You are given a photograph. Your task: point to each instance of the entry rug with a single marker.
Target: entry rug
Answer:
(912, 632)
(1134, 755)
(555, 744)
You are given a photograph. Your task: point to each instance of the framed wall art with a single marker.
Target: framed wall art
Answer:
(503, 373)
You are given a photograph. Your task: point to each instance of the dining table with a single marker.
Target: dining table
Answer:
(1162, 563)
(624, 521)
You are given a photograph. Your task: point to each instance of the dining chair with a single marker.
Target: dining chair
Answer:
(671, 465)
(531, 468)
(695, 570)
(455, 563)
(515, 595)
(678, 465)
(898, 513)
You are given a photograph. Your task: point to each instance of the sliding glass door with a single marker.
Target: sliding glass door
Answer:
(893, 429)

**What is expected**
Copy the listing exactly.

**Answer to the exercise**
You are given a photograph. Your task: point to each instance of the entry rug with a single marker.
Target: entry rug
Answer:
(912, 632)
(1134, 755)
(555, 744)
You are given a photograph. Your task: point to each instance of the framed wall art with a single marker.
Target: framed wall art
Answer:
(503, 373)
You are given a photograph. Your task: point to each instance of the dining table with a single marker.
Target: dining table
Answer:
(1162, 563)
(624, 521)
You are given a photograph. Your task: point to each instance of the dining chair with a single marker.
Target: dining chair
Answer:
(671, 465)
(531, 468)
(695, 570)
(455, 563)
(515, 595)
(678, 465)
(898, 513)
You are given a photograph. Your task: point to each instance of the sliding glass door with a single marker.
Target: sliding glass door
Answer:
(893, 429)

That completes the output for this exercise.